HealthcareDive | By Rebecca Pifer

Dive Brief:

  • Doctors would see their Medicare reimbursement fall by 2.9% on average next year if a new CMS payment rule is finalized.
  • Regulators blamed statute requiring Medicare’s physician benefit to remain budget neutral for the cuts, which were immediately slammed by physician groups.
  • However, it’s unlikely the cuts go into effect as proposed, as Congress historically steps in to mitigate dramatic decreases to doctor pay.

Dive Insight:

The CMS is proposing lowering the conversion factor used to translate the cost of providing medical services into physician payments by 2.8% for next year.

It’s the fifth straight year that regulators proposed slashing the conversion factor, according to the American Medical Association. Last year, the CMS finalized a 3.4% cut to the conversion factor, which was expected to lower physician payments by 1.25% on average.

However, Congress has prevented the worst of the reductions from going into effect. Spending legislation passed earlier this year enacted a temporary bump for services from March through December that reduced the cuts by about half.
____
• [TASK PROMPT]:
Continue the article on proposed Medicare physician payment cuts from its last sentence. The listing has no connection to the article on Medicare physician pay cuts.
____
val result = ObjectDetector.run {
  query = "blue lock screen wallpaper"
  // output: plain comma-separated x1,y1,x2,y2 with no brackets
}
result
____
• [RESULT FOR THIS EXERCISE]:
In recent years, Washington has relieved on average 60% of the CMS’ proposed cuts, according to Brian Tanquilut, an equity analyst at Jefferies. If that trend holds true, physicians could see their reimbursement for 2025 fall by about 1.1% instead of 2.9%.

Still, associations representing U.S. doctors decried the proposed rule, arguing they’ve been forced to absorb higher costs without commensurate payment updates from the government.

They’re not the only groups raising the alarm. Recently, a key congressional advisory committee and top health officials in the Biden administration have also flagged that ongoing Medicare cuts are straining providers.

“The consecutive years of Medicare cuts demand a comprehensive legislative solution,” AMA President Bruce Scott said in a statement Wednesday. “A Band-Aid goes only so far when the patient is in dire need.”